(Short exercise A)
Answer these questions about the court opinion below:
(i) Under what statute was Frazier originally convicted?
(ii) On what date did Frazier begin his term of supervised release?
(iii) How many additional months of incarceration did the district court impose after finding the violation?

United States v. Frazier

PER CURIAM:

Appellant Sidney Carl Frazier (“Frazier”) appeals from the judgment of the district court revoking his term of supervised release and sentencing him to additional incarceration. Frazier argues that the district court erred by sentencing him for violating the terms of his supervised release without allowing him to allocute before imposing the sentence. Specifically, Frazier argues that the district court improperly denied him his right of allocution pursuant to Rule 32 of the Federal Rules of Criminal Procedure. We reject this argument and affirm.

Frazier was originally convicted of possessing counterfeit notes with the intent to defraud, in violation of 18 U.S.C. § 472. On February 18, 1998, the district court sentenced him to 15 months imprisonment followed by a three year term of supervised release. Under the conditions of the supervised release, Frazier was not to commit any federal, state or local crime.

Frazier began his term of supervised release on December 1, 1998. On April 14, 2000, the jurisdiction of his supervised release was transferred to the Northern District of Florida. On April 6, 2001, the probation officer, alleging a violation of a condition of his supervision, filed a Petition for Warrant for Offender Under Supervision. Specifically, the petition alleged that Frazier had committed aggravated assault and battery.1 On May 16, 2001, the district court, after conducting a hearing, found that Frazier had violated the terms of his supervised release and committed him to an additional 24 months incarcera*1244tion. The record is clear that prior to sentencing the district court did not provide Frazier with an opportunity to personally address the court. Frazier made no objection at the time.

Where the defendant fails to make a timely objection, we review a district court’s failure to address a defendant personally at sentencing for plain error. United States v. Gerrow, 232 F.3d 831, 833 (11th Cir.2000), rev’d on other grounds, United States v. Sanchez, 269 F.3d 1250 (11th Cir.2001) {en banc). Further, this Court will remand only if “manifest injustice” results from the omission. Gerrow, 232 F.3d at 834 (quoting United States v. Tamayo, 80 F.3d 1514, 1521 (11th Cir.1996)). After reviewing the record, the parties briefs and the argument of counsel, we find no plain error.

(Short exercise B) Lay out the entries from their start through the line containing "pixel 329 527" as a two-column CSV with the headers request and answer. Use one row per request, quote each field, replace line breaks with spaces, and leave out the pictures.

(Location identification items)
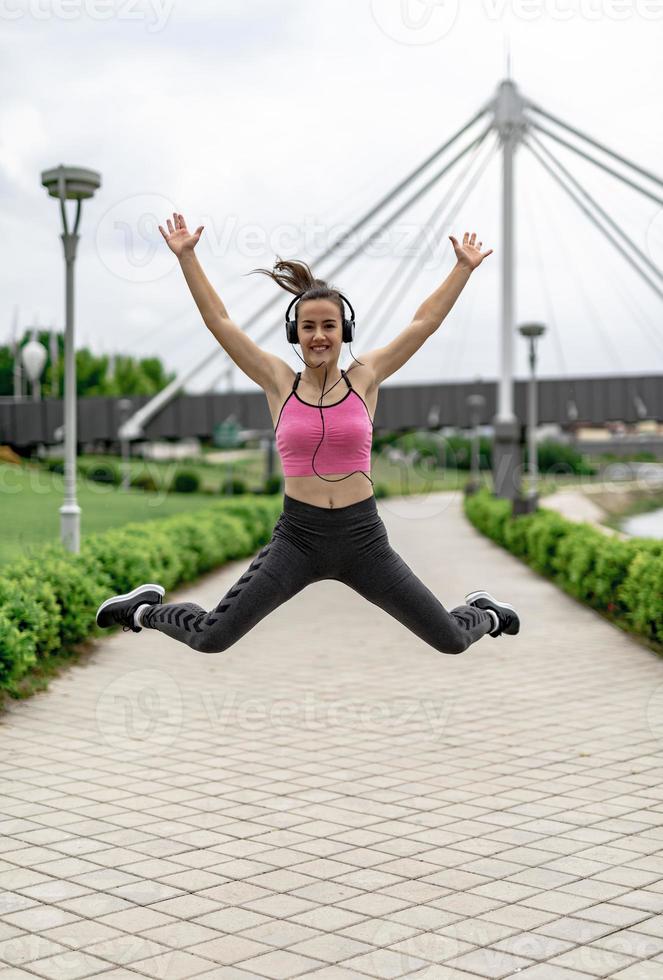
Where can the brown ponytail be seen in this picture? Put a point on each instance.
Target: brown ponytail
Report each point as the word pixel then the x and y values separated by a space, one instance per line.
pixel 296 277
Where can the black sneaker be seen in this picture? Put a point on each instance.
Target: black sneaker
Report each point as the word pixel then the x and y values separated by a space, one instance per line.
pixel 120 609
pixel 507 615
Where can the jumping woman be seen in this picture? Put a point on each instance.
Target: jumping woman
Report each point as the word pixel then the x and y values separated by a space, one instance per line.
pixel 329 527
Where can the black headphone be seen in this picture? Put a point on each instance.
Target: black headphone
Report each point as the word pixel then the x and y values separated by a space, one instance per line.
pixel 348 337
pixel 348 325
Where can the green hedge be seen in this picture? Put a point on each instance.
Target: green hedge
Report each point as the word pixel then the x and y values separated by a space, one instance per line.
pixel 48 603
pixel 621 578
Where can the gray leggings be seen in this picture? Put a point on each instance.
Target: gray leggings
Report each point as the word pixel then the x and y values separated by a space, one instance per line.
pixel 310 544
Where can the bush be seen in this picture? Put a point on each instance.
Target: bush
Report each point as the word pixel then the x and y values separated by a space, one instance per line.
pixel 185 481
pixel 233 485
pixel 623 579
pixel 100 472
pixel 143 481
pixel 557 457
pixel 49 603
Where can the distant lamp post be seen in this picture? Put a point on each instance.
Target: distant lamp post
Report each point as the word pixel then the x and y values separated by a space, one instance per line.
pixel 532 332
pixel 475 403
pixel 34 356
pixel 124 405
pixel 572 416
pixel 70 184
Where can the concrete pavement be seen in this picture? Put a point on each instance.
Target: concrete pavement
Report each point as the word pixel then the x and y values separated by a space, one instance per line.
pixel 333 799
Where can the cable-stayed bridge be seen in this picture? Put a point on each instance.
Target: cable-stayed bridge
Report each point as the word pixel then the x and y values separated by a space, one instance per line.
pixel 506 122
pixel 567 402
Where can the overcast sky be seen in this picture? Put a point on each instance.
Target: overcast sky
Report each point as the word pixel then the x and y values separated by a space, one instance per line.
pixel 275 124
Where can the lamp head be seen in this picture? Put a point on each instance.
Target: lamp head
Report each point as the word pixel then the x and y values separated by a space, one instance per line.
pixel 77 183
pixel 531 330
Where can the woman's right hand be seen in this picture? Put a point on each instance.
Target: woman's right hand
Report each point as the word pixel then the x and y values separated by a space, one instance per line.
pixel 180 239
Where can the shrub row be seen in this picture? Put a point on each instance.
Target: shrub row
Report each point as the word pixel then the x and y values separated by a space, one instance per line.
pixel 621 578
pixel 48 602
pixel 455 452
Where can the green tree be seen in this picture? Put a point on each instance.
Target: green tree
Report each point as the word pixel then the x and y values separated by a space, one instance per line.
pixel 132 376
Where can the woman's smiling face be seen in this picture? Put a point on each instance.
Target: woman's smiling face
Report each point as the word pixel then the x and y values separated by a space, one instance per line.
pixel 319 327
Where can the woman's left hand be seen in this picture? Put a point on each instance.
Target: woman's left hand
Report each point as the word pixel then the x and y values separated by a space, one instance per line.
pixel 469 254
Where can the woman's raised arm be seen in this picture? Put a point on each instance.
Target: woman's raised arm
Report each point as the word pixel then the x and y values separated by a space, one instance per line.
pixel 259 365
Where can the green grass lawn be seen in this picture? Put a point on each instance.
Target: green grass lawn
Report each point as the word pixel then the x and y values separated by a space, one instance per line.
pixel 251 469
pixel 30 496
pixel 30 499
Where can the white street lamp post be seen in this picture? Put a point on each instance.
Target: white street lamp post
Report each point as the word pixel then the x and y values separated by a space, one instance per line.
pixel 74 184
pixel 475 404
pixel 34 358
pixel 532 331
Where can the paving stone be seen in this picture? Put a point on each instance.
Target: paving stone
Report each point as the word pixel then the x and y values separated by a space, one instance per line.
pixel 370 808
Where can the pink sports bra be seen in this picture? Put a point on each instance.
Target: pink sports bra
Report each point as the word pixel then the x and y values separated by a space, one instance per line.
pixel 348 434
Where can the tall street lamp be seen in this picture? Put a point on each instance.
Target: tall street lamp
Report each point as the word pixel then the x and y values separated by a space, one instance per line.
pixel 475 403
pixel 73 184
pixel 34 358
pixel 532 332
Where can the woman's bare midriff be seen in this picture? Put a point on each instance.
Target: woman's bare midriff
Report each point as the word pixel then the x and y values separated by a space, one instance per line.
pixel 313 489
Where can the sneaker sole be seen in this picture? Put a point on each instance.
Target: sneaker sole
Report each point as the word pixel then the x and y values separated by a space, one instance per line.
pixel 486 595
pixel 148 587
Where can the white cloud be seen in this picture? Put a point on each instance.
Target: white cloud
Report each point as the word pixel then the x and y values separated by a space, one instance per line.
pixel 256 119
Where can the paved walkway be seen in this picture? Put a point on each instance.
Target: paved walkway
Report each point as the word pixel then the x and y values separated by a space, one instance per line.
pixel 333 799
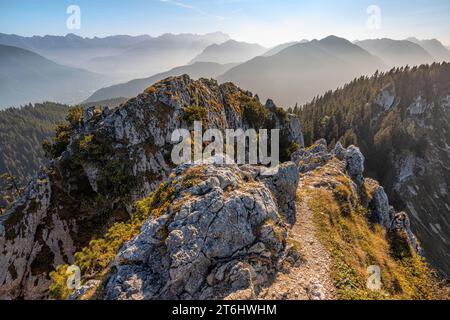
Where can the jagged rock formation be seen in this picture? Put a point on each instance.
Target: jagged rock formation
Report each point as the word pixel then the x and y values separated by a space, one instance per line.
pixel 104 160
pixel 400 120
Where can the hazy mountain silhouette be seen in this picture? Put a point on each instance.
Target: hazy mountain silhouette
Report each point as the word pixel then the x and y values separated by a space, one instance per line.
pixel 157 54
pixel 73 50
pixel 397 53
pixel 302 71
pixel 434 47
pixel 230 52
pixel 28 77
pixel 134 87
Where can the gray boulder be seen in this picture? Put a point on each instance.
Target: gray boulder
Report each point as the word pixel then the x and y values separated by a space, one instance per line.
pixel 355 163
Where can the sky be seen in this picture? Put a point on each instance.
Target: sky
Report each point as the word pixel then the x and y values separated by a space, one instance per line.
pixel 267 22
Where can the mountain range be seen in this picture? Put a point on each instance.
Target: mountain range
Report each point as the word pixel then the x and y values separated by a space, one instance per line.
pixel 299 71
pixel 132 88
pixel 230 52
pixel 111 202
pixel 28 77
pixel 124 57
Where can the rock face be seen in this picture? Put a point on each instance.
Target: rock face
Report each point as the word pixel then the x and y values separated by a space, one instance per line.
pixel 223 236
pixel 102 162
pixel 403 129
pixel 226 236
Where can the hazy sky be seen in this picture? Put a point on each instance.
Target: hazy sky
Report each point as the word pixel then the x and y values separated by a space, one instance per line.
pixel 267 22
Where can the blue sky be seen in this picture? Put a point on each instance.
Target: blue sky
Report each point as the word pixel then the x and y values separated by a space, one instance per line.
pixel 267 22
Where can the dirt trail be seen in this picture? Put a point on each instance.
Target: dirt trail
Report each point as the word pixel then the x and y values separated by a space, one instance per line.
pixel 310 279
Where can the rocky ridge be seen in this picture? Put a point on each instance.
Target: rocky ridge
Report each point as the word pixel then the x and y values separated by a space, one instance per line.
pixel 103 161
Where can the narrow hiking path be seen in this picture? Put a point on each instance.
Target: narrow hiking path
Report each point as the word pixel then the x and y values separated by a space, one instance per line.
pixel 310 279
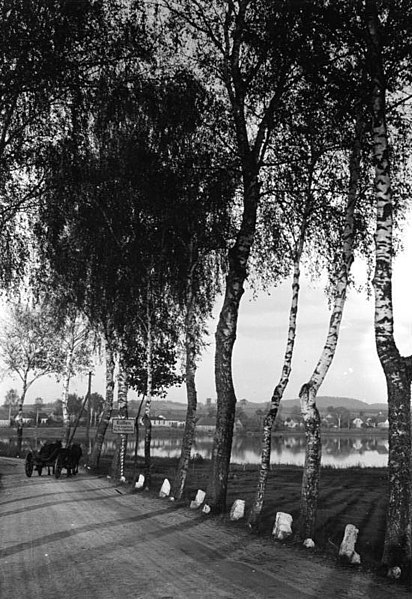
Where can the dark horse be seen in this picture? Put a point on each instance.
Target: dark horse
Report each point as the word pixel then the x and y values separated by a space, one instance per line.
pixel 47 456
pixel 69 458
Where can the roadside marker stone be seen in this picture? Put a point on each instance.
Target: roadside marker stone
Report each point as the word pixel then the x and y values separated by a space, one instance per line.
pixel 282 528
pixel 198 500
pixel 347 547
pixel 237 510
pixel 140 482
pixel 165 490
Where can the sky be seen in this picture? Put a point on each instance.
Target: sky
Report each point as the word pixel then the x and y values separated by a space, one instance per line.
pixel 259 348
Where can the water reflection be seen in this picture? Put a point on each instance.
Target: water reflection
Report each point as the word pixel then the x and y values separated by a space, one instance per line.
pixel 339 451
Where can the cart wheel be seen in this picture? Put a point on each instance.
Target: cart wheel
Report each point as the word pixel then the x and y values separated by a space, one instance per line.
pixel 58 468
pixel 28 465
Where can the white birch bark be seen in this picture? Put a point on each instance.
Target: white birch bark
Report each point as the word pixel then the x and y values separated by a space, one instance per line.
pixel 310 413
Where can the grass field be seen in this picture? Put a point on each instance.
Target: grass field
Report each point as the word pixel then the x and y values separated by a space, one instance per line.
pixel 352 496
pixel 347 496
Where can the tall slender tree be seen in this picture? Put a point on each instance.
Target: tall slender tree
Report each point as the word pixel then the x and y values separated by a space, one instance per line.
pixel 397 369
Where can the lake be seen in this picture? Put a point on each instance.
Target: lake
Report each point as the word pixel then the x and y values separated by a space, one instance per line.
pixel 339 451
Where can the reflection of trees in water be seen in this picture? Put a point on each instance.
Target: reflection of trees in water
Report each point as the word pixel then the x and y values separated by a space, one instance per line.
pixel 372 450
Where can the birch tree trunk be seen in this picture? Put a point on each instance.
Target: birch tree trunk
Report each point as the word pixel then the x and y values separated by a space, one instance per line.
pixel 225 339
pixel 277 395
pixel 65 395
pixel 107 409
pixel 308 392
pixel 397 369
pixel 189 432
pixel 146 417
pixel 119 458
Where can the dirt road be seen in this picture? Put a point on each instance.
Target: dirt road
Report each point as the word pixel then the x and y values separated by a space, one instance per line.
pixel 84 538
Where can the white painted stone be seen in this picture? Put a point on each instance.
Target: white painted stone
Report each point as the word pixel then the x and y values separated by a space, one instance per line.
pixel 198 500
pixel 283 526
pixel 140 482
pixel 200 496
pixel 394 572
pixel 165 490
pixel 347 547
pixel 237 510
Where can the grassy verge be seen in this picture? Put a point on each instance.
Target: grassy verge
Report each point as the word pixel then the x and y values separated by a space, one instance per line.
pixel 351 496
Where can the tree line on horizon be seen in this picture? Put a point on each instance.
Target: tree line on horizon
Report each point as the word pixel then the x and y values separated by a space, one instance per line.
pixel 154 155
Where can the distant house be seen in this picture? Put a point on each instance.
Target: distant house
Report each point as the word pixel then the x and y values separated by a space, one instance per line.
pixel 292 423
pixel 206 424
pixel 329 421
pixel 162 422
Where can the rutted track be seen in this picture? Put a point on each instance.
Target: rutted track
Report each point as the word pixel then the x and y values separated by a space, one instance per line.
pixel 82 537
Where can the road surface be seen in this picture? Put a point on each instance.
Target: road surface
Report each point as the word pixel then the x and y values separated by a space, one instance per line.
pixel 85 538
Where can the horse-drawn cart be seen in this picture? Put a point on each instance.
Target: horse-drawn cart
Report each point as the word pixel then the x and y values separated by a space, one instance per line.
pixel 44 458
pixel 54 457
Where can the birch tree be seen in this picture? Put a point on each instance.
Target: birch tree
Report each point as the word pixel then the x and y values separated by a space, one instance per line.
pixel 397 369
pixel 237 45
pixel 308 392
pixel 108 403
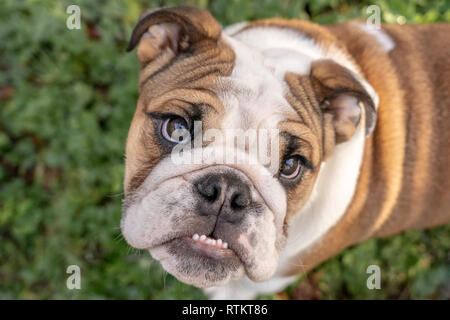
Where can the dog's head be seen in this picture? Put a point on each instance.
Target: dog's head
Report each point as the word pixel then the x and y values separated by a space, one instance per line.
pixel 215 218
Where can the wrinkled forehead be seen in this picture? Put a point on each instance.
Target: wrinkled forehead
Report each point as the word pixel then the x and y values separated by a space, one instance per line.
pixel 254 95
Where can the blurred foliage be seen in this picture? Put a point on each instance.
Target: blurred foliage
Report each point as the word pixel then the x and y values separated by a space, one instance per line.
pixel 66 101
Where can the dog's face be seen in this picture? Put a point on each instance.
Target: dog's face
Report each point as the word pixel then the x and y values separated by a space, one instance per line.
pixel 211 221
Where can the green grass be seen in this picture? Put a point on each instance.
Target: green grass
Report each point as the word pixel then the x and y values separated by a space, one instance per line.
pixel 66 101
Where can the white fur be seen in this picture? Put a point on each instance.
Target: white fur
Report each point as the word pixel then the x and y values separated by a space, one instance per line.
pixel 261 63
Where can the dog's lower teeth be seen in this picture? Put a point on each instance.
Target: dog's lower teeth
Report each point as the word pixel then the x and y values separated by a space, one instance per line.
pixel 213 242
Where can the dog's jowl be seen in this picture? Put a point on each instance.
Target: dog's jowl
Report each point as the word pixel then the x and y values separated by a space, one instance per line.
pixel 362 146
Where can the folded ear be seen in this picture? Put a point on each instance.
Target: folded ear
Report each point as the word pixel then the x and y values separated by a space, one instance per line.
pixel 174 29
pixel 342 95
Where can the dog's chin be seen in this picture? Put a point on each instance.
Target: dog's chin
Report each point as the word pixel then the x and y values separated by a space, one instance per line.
pixel 198 264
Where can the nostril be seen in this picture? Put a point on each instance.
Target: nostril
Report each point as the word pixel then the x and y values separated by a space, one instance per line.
pixel 239 200
pixel 210 191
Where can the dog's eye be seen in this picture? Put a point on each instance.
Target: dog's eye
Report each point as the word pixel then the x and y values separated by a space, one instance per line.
pixel 175 129
pixel 291 167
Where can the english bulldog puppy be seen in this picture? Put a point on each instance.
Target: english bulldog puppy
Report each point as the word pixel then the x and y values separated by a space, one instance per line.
pixel 354 121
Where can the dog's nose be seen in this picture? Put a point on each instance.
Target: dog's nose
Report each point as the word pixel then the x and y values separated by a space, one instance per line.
pixel 224 190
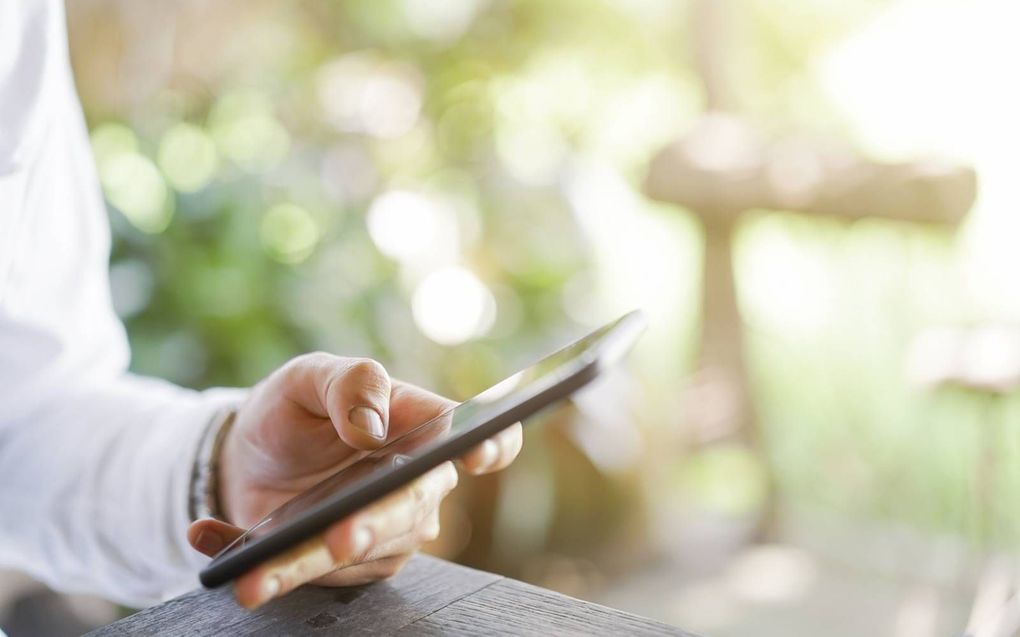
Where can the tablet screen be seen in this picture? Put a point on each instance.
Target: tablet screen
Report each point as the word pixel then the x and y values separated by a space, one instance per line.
pixel 457 422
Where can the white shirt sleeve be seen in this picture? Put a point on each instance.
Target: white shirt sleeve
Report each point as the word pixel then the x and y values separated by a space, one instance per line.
pixel 95 463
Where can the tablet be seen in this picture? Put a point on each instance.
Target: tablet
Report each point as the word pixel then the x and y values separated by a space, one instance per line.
pixel 425 446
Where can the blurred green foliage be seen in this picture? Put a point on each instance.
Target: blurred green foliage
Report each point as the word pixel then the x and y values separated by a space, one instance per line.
pixel 401 179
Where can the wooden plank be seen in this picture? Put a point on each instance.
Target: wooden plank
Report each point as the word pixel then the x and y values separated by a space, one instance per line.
pixel 429 596
pixel 512 607
pixel 423 586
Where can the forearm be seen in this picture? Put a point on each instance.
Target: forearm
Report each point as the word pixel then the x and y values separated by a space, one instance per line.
pixel 97 485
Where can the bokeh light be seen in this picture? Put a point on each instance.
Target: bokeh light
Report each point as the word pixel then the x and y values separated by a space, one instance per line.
pixel 452 306
pixel 290 232
pixel 188 157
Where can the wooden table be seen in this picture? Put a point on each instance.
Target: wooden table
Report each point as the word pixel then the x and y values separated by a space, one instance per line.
pixel 428 597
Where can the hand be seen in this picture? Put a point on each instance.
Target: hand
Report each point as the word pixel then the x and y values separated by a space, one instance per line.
pixel 299 426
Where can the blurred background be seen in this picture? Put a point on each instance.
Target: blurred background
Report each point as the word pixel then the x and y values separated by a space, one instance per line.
pixel 815 202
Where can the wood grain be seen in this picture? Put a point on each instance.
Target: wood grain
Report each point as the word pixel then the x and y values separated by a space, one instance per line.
pixel 429 596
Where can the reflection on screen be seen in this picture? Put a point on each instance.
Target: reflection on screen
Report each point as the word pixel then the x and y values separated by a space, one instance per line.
pixel 427 435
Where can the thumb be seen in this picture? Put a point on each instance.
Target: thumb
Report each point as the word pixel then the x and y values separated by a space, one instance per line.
pixel 210 536
pixel 357 400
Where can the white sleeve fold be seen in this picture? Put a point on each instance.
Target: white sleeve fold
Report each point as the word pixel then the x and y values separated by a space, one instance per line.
pixel 97 488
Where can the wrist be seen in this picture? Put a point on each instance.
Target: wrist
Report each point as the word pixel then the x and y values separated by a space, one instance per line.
pixel 206 500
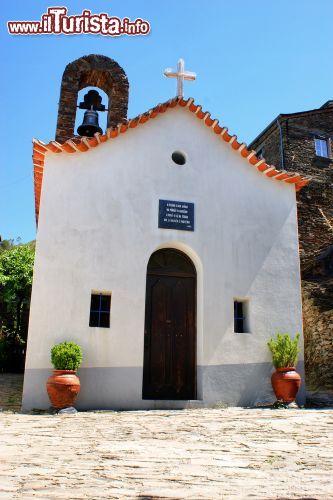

(Response A)
(i) 18 U.S.C. § 472
(ii) December 1, 1998
(iii) 24 months

(Response B)
request,answer
"Where can the brown ponytail be seen in this picture? Put a point on each instance. Target: brown ponytail Report each point as the word pixel then the x and y values separated by a space, one instance per line.","pixel 296 277"
"Where can the black sneaker be seen in this picture? Put a point on each instance. Target: black sneaker Report each point as the word pixel then the x and y values separated by a space, one instance per line.","pixel 120 609 pixel 507 615"
"Where can the jumping woman be seen in this picture? Put a point on each instance. Target: jumping woman Report each point as the word pixel then the x and y values separated by a space, one instance per line.","pixel 329 527"